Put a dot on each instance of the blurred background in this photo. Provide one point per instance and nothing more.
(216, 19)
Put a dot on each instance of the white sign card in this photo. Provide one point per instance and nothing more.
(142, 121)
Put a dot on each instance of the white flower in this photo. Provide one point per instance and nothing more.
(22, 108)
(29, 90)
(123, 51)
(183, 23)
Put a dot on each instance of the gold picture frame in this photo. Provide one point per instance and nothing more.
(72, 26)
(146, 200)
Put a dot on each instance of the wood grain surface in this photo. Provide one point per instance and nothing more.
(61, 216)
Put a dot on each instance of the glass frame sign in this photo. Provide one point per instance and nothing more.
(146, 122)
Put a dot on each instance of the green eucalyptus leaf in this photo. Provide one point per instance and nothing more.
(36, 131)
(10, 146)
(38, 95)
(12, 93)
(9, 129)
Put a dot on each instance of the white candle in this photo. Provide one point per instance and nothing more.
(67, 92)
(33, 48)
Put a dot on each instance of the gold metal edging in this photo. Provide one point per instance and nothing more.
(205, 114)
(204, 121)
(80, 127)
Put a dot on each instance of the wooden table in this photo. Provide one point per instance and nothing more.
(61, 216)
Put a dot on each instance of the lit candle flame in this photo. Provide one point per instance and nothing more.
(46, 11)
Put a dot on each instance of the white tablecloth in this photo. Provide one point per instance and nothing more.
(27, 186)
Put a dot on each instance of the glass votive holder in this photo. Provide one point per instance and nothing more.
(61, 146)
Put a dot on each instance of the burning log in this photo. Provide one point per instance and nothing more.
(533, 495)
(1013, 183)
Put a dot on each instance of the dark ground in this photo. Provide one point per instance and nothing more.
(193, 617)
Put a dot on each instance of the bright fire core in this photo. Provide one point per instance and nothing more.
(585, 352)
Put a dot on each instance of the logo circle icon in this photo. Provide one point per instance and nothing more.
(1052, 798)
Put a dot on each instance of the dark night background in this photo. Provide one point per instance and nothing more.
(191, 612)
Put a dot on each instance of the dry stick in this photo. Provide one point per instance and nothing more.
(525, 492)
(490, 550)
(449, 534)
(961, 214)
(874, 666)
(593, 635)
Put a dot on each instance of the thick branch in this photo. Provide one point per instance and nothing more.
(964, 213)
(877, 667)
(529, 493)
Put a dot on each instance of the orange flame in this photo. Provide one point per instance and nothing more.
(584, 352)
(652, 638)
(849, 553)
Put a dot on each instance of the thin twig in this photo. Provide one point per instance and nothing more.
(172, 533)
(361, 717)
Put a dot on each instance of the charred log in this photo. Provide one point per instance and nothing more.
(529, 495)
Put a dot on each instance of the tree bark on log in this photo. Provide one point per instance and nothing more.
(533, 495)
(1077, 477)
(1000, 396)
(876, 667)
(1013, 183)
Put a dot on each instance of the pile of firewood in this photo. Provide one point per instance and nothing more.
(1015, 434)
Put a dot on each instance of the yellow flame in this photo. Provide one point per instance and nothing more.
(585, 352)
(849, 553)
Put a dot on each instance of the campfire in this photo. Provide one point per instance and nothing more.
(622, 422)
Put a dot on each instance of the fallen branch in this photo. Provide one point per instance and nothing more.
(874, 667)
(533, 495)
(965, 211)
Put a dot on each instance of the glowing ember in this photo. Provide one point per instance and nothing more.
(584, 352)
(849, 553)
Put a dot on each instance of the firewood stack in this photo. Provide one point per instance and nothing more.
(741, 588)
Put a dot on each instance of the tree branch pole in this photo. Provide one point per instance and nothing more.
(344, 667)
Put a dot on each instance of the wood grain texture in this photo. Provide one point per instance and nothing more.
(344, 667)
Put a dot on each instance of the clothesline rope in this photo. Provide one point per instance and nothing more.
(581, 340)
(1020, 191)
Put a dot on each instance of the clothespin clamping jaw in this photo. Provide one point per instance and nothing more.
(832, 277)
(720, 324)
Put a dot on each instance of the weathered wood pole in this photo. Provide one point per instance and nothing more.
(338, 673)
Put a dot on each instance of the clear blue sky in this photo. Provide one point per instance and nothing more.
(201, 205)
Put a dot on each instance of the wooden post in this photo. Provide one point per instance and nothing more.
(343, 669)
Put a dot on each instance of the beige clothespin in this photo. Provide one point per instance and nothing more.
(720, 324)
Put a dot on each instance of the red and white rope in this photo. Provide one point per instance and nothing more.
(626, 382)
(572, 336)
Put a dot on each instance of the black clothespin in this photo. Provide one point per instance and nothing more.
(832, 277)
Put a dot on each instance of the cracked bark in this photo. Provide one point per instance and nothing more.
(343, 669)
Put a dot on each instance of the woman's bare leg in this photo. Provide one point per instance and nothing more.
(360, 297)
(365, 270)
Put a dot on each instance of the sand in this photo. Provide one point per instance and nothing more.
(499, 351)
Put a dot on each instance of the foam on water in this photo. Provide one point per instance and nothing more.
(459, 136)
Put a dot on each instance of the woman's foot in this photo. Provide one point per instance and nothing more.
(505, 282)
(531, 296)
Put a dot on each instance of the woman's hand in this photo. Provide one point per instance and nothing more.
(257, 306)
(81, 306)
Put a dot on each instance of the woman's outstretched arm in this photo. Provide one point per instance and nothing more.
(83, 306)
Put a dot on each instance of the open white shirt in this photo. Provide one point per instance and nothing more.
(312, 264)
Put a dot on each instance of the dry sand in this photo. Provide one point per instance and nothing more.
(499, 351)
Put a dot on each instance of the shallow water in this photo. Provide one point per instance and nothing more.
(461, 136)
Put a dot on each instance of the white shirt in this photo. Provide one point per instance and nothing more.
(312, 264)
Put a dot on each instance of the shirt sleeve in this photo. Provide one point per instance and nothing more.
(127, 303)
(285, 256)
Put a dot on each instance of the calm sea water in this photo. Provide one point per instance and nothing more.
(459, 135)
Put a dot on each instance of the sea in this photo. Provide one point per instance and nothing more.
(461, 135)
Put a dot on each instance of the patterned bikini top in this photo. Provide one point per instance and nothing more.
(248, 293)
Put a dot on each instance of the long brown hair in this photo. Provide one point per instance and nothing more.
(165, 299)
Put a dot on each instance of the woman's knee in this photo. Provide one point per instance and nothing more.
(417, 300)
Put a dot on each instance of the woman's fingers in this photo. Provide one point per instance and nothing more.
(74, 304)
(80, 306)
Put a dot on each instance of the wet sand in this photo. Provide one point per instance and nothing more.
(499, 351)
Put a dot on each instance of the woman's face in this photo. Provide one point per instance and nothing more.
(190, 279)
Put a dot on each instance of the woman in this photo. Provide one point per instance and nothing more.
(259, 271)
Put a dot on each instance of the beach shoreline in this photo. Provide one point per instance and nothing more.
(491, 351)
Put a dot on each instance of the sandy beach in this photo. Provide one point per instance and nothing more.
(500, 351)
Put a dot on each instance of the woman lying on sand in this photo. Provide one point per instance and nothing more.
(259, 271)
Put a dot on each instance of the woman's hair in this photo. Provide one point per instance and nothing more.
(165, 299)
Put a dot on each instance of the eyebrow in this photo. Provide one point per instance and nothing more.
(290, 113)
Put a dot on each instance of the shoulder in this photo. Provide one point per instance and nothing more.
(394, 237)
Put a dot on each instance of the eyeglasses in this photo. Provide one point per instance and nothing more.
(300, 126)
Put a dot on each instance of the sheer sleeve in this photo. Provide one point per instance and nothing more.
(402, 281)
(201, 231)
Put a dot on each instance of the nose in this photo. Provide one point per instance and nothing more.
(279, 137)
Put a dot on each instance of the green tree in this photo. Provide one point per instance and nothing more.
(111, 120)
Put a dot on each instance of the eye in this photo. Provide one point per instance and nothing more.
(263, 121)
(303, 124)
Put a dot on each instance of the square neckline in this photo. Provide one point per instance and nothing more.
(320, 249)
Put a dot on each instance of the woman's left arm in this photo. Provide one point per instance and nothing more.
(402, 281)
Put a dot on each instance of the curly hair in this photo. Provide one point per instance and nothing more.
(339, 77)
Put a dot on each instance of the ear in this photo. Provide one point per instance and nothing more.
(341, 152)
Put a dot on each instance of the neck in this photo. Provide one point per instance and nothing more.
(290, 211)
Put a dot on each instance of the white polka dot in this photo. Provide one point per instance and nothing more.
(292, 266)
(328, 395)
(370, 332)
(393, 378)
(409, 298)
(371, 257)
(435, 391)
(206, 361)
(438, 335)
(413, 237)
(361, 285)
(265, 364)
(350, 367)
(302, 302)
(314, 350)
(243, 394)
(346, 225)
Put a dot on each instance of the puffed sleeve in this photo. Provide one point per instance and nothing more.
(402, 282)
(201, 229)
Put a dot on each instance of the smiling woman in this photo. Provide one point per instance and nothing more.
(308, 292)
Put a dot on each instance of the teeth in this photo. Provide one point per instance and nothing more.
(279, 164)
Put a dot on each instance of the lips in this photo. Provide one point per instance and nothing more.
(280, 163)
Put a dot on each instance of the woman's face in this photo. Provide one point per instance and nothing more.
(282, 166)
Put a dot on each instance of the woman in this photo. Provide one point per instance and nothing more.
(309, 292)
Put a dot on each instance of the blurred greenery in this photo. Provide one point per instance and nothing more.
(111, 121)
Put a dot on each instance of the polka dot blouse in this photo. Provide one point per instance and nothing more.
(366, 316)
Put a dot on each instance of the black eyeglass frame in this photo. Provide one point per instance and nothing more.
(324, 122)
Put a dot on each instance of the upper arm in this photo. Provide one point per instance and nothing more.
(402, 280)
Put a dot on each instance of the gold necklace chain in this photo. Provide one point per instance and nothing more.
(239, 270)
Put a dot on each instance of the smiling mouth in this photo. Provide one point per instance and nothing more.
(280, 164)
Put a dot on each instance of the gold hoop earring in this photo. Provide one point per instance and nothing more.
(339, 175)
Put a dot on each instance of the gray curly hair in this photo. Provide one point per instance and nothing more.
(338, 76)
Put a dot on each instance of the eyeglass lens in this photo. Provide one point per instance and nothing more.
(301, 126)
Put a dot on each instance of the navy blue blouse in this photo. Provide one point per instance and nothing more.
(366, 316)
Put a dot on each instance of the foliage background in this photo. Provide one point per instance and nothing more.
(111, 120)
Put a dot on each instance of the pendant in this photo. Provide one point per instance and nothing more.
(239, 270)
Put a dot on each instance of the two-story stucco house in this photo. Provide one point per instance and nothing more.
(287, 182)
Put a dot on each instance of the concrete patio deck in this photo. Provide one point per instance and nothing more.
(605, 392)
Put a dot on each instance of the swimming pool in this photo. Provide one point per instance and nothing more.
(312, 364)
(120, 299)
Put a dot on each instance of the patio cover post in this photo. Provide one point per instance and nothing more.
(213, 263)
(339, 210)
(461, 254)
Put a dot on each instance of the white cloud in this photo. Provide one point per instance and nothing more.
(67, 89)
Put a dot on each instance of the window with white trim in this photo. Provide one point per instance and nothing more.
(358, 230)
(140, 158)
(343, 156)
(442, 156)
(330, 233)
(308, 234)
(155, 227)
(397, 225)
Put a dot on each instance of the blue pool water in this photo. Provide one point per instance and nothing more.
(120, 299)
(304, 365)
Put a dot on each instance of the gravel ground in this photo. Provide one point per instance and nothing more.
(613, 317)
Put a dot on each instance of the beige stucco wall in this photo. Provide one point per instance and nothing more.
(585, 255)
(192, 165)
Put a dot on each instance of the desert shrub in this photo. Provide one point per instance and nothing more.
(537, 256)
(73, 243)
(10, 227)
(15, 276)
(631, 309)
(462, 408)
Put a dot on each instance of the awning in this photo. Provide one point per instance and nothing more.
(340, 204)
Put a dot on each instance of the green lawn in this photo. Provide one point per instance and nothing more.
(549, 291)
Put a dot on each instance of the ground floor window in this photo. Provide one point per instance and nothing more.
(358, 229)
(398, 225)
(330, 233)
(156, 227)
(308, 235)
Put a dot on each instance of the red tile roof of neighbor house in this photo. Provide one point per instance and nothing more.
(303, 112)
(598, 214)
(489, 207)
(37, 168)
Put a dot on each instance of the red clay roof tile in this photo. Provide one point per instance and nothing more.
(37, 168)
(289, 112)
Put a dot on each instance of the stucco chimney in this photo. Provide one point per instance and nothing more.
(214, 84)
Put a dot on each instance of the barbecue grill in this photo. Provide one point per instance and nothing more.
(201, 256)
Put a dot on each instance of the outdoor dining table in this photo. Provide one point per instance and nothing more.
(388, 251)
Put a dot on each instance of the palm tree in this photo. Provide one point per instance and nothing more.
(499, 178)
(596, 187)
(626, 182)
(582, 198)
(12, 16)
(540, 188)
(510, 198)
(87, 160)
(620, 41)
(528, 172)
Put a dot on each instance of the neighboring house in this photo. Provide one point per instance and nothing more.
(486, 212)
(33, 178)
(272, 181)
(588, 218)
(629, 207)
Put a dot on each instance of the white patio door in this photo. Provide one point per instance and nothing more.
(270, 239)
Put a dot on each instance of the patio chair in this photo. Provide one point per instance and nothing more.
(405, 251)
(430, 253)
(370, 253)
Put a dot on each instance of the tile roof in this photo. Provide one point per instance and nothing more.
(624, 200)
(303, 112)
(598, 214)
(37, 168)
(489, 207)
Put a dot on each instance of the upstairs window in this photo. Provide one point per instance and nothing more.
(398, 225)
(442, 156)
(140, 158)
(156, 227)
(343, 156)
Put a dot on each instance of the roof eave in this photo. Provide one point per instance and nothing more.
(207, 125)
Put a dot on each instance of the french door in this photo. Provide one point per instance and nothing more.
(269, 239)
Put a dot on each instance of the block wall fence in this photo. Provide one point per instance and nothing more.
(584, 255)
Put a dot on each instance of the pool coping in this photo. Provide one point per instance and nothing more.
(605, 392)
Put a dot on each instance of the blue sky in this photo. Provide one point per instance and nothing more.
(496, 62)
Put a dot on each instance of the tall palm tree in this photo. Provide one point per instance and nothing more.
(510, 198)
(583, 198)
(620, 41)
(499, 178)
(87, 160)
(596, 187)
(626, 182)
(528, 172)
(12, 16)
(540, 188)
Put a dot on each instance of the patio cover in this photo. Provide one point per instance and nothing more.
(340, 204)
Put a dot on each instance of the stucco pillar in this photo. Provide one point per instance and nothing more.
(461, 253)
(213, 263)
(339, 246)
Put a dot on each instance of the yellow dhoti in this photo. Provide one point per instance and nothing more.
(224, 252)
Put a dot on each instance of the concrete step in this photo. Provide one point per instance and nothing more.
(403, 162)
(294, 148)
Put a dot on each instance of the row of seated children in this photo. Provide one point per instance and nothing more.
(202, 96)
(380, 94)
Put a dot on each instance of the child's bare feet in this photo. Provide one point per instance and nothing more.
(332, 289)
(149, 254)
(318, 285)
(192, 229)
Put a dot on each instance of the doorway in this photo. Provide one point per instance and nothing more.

***

WHAT IS NEEDED:
Your task is to extract the lines running from the one with "Put a dot on each instance of the tile" to the end of the material, inclusive, copying each exactly and adding nothing.

RESULT:
Put a dot on each instance of the tile roof in this photo. Provide one point per instance and nothing more.
(624, 200)
(303, 112)
(598, 214)
(37, 168)
(489, 207)
Put a dot on each instance of the upstairs window in this photo. Provide one point per instance and nothing more.
(398, 225)
(442, 156)
(140, 158)
(156, 227)
(343, 156)
Put a dot on each instance of the roof eave in this photo. Provide one point per instance and nothing more.
(207, 125)
Put a dot on each instance of the french door in this photo. Provide one point per instance and nothing more.
(269, 239)
Put a dot on each instance of the block wall fence in this photo. Provide one point per instance and nothing more.
(584, 255)
Put a dot on each instance of the pool coping in this photo. Provide one point per instance and nothing more.
(605, 392)
Put a dot on each instance of the blue sky in this photo. Provide one point per instance and nothing more.
(496, 62)
Put a dot on each instance of the tall palm tree in this photo. Provide one point per instance and nothing more.
(510, 198)
(583, 198)
(620, 41)
(499, 178)
(87, 160)
(596, 187)
(626, 182)
(528, 172)
(12, 16)
(540, 188)
Put a dot on each instance of the patio cover in this photo. Provide one point per instance and nothing more.
(340, 204)
Put a dot on each instance of the stucco pillar in this photo. Provide one point per instance and nothing more.
(461, 253)
(213, 263)
(339, 246)
Put a dot on each instance of the yellow dhoti in this photo. Provide one point per instance and nothing more.
(224, 252)
Put a dot on each instance of the concrete step in this photo. Provide one point per instance and nothing more.
(403, 162)
(294, 148)
Put a dot on each instance of the row of seated children in this photo. Provide one point per instance and nothing more.
(202, 96)
(380, 94)
Put a dot on each instance of the child's bare feet in this photo. Provide one point per instance and nothing more.
(332, 289)
(149, 254)
(318, 285)
(192, 229)
Put a dot on each instance of the doorway in this photo. Provide one point per instance and nothing more.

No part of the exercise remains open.